Well, I’m back and I have an artwork to share.

I started this piece with the combined goal of making something nice (hopefully), and also testing to see if the oil painting with overlaid drawing technique from my folktale princess piece would be viable for book illustrations.

Concept:

Not too long ago I had been listening to music from Wagner’s Ring Cycle and reading a little about Brunhilde and some of the other characters. I started to think that making a painting of a valkyrie or shield maiden would be cool. I sketched out some little ideas and started doing more research. I thought maybe I would have a woman all armored up and spearing people from horseback! Sounds pretty sweet right? But, the more I read the more my concept for this painting changed. That isn’t to say that the Norse epics don’t include plenty of foundation for a valkyrie staining the field of battle with the blood of her enemies. However, I started to focus more on the idea of valkyries enabling the transition of slain warriors to the immortal realm of Valhalla. I combined this with the idea of the valkyrie bringing drink to the warriors in the hall of the slain and decided to try to illustrate a tender valkyrie bearing mead from the gods to ease a fallen warrior’s final moments of life—a sort of rite—the last sip of mortality and the first taste of Valhalla.

■ ■ ■

§ **PROBLEM 1**
In the valkyrie post, what music had the writer been listening to before coming up with the concept?
The entries have no connection to the valkyrie post.

[Excerpts of bounding box data]
■ ■ ■

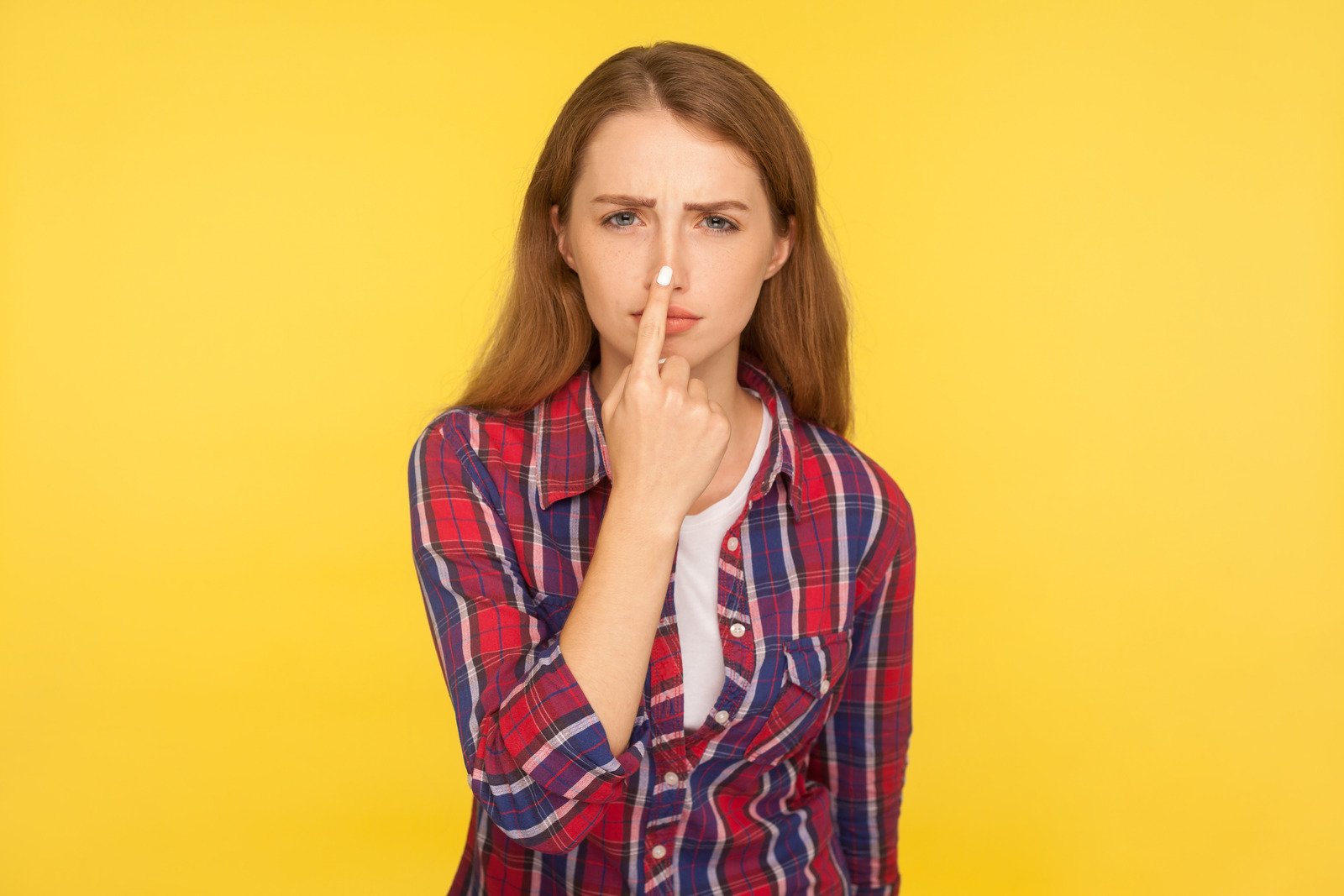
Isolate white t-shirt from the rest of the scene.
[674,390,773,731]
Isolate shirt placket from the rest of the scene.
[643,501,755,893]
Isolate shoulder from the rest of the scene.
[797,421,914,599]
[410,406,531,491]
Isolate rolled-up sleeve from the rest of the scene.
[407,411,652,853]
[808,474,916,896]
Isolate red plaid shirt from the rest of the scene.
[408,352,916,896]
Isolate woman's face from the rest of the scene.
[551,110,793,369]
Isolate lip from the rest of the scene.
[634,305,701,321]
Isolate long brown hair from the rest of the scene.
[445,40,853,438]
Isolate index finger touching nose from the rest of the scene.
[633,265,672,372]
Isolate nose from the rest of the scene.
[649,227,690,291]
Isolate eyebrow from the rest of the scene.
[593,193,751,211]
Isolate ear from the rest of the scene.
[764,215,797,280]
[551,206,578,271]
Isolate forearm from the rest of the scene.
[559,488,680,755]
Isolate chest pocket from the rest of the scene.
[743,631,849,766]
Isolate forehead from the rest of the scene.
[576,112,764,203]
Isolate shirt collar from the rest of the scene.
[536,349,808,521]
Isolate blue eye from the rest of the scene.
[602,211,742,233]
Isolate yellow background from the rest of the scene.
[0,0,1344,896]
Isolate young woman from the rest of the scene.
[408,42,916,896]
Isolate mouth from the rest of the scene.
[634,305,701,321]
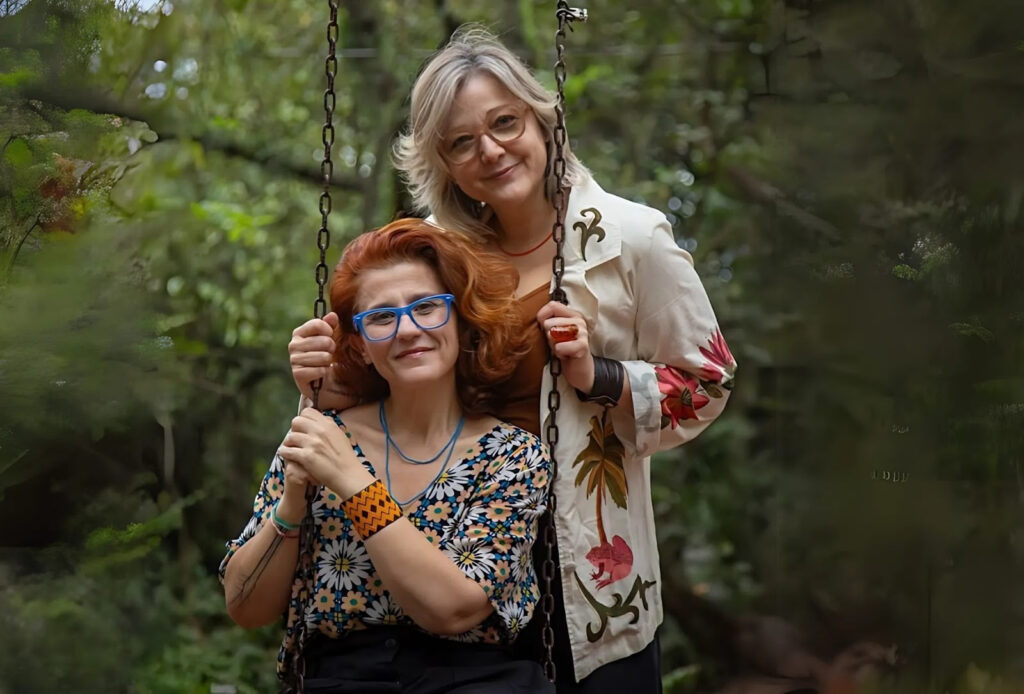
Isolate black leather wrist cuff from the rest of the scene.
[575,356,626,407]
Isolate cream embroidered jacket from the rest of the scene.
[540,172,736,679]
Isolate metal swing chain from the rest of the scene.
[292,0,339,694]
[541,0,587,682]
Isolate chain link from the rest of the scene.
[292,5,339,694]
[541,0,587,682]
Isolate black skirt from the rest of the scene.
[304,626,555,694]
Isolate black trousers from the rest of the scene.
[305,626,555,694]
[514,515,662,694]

■ ■ ■

§ **PROBLEM 2**
Swap "black" for "dark" in the entries from the line with "Isolate chain link" through the end of the entries, and return only those lines.

§ **OUTPUT 1**
Music from Wagner's Ring Cycle.

§ **OUTPUT 2**
Isolate chain link from the rest of the scene.
[292,5,339,694]
[541,0,587,682]
Isolate dark skirt from the rest of the scene.
[304,626,555,694]
Isolate dark trousers from the rest of the scene.
[305,626,555,694]
[514,515,662,694]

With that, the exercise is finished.